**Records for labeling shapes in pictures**

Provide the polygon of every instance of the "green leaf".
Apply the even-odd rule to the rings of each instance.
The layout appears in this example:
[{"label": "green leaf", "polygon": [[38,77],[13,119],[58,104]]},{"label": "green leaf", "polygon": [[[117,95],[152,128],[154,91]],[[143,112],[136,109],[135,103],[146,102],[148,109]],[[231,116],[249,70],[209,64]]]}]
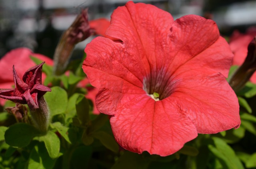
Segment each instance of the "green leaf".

**What you will do**
Copy every line of the records above word for word, omitting the pictures.

**Problem solution**
Provide the polygon of every instance of the "green leaf".
Apply the even-odd rule to the rings of each instance.
The layout appears in this example:
[{"label": "green leaf", "polygon": [[38,77],[13,119],[58,104]]},{"label": "green leaf", "polygon": [[[117,95],[152,128],[154,91]],[[143,112],[136,109],[135,103],[146,102],[148,109]],[[231,116],[249,70],[209,64]]]}]
Segment each instance of the "green leaf".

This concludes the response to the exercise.